Extracted information:
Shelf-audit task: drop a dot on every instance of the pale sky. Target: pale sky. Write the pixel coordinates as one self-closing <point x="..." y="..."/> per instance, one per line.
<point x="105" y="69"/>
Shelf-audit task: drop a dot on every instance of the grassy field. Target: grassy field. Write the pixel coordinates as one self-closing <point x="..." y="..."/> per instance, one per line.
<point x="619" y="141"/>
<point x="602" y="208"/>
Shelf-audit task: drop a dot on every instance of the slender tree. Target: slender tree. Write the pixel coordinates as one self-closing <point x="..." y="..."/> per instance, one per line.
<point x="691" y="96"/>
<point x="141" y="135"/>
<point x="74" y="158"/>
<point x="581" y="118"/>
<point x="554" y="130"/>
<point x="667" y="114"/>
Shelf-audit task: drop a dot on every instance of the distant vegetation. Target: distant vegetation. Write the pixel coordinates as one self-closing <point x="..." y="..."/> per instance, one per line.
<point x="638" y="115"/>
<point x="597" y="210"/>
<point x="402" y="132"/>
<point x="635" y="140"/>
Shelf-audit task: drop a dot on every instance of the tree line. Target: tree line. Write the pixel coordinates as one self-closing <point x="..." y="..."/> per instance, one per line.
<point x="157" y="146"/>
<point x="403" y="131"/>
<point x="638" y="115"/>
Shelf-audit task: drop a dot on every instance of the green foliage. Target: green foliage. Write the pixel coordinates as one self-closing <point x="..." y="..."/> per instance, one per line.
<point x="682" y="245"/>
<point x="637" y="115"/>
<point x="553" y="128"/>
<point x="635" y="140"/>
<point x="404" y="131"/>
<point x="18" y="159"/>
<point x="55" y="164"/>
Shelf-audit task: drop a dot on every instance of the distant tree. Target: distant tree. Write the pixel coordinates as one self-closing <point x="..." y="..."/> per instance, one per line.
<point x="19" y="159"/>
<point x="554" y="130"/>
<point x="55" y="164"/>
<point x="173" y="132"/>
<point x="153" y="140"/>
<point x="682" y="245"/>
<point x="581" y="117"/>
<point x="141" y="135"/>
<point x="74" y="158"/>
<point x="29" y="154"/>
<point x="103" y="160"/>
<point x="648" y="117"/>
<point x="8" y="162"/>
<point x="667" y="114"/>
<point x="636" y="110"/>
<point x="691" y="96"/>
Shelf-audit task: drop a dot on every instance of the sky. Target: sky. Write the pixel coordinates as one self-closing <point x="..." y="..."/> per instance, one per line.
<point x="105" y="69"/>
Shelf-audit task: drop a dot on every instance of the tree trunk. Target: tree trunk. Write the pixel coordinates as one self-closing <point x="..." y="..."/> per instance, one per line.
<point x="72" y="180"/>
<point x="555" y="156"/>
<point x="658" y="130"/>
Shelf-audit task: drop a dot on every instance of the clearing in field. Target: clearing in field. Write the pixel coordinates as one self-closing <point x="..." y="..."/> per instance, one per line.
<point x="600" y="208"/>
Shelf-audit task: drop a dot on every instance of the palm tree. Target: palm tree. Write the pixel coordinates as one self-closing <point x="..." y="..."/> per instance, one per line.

---

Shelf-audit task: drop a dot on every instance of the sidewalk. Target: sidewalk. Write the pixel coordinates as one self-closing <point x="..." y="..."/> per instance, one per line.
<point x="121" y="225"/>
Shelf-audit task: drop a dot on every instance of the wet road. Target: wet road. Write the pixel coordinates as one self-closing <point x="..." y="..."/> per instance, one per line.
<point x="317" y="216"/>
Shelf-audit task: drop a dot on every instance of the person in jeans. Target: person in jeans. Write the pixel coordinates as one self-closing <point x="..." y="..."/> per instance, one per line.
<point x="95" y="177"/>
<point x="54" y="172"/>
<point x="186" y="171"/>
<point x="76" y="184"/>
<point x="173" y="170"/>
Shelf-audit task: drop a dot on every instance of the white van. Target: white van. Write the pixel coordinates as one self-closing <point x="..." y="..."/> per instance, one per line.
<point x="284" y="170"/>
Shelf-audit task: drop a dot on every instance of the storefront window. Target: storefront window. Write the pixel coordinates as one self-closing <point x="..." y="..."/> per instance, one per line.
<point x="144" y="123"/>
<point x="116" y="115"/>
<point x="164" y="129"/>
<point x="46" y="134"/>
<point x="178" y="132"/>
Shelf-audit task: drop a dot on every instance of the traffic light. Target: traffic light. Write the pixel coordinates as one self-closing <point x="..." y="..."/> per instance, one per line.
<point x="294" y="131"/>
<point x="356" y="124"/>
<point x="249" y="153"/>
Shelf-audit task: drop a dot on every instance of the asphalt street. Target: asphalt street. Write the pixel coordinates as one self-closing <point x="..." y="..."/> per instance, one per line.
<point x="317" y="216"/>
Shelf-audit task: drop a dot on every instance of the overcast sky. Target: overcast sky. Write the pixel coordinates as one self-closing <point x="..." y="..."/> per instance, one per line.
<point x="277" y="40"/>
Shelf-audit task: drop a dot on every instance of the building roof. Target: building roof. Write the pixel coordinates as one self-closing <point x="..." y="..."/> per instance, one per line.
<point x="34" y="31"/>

Problem details: Which of the lines above contain the word "field"? Copy each of those lines in full, matching case exactly.

Right answer:
Shelf-audit task: drop a dot on every instance of the grassy field. Target: grassy field. Write the pixel coordinates as one self-closing <point x="..." y="..."/> per instance, one per line.
Shelf-audit task: drop a dot on every instance of the clearing in field. Target: clearing in field. Write the pixel coordinates as one self-closing <point x="..." y="..."/> per instance, one per line.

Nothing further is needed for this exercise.